_Brief:_ Locate each line in the rows below that contains the word "brown", and copy those lines.

_Dataset rows:_
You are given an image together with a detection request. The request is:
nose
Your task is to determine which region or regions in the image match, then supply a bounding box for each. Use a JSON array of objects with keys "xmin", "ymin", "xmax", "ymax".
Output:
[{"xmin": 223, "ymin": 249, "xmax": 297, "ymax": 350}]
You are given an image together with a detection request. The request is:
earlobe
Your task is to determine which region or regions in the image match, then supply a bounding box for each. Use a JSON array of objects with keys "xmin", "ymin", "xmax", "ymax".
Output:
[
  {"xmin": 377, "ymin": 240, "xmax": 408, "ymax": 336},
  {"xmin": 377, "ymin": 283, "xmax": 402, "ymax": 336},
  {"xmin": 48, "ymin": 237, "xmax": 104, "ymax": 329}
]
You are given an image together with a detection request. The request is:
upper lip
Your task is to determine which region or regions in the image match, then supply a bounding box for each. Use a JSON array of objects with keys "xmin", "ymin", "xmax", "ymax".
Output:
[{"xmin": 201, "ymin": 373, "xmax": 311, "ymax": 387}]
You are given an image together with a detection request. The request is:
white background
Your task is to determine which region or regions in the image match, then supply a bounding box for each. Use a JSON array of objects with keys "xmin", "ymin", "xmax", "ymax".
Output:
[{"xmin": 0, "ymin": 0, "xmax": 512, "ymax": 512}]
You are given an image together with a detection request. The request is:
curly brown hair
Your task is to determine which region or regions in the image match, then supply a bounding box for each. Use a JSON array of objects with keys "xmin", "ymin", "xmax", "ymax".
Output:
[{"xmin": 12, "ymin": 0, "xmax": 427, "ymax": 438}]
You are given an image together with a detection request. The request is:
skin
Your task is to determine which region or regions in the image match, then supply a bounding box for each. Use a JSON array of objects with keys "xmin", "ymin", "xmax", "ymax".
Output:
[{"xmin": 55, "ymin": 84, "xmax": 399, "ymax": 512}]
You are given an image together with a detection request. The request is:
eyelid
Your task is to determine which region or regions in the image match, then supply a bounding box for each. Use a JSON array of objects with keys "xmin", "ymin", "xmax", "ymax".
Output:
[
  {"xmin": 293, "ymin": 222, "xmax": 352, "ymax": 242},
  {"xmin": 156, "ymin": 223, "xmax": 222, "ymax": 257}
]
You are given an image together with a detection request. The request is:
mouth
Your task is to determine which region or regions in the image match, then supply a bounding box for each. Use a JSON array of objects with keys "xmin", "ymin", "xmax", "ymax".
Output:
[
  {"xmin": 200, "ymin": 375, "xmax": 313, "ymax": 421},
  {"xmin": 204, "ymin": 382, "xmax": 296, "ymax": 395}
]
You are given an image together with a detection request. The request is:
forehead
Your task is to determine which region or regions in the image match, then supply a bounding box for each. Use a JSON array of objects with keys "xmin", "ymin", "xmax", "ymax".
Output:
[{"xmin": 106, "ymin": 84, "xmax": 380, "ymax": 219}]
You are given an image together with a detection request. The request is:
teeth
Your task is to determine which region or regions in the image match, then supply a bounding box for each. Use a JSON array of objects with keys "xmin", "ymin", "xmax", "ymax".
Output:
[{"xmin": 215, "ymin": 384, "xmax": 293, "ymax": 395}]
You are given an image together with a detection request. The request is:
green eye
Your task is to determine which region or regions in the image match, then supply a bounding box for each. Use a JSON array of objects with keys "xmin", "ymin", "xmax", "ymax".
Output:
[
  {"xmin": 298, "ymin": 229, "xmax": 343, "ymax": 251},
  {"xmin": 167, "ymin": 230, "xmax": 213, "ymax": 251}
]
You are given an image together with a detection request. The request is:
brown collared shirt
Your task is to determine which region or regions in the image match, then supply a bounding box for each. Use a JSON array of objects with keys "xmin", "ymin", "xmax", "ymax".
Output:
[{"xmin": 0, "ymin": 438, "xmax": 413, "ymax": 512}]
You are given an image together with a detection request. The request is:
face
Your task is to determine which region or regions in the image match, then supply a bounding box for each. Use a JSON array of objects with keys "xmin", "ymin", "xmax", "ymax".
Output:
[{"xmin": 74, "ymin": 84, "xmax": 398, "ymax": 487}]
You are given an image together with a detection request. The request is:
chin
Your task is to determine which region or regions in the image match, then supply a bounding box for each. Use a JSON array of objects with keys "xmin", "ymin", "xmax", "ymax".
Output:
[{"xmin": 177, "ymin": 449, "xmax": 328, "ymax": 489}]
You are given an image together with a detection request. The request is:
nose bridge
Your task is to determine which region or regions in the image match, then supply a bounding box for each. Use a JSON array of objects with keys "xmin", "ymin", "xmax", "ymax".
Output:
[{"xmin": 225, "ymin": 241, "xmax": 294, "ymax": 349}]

_Response to this exercise:_
curly brown hair
brown collared shirt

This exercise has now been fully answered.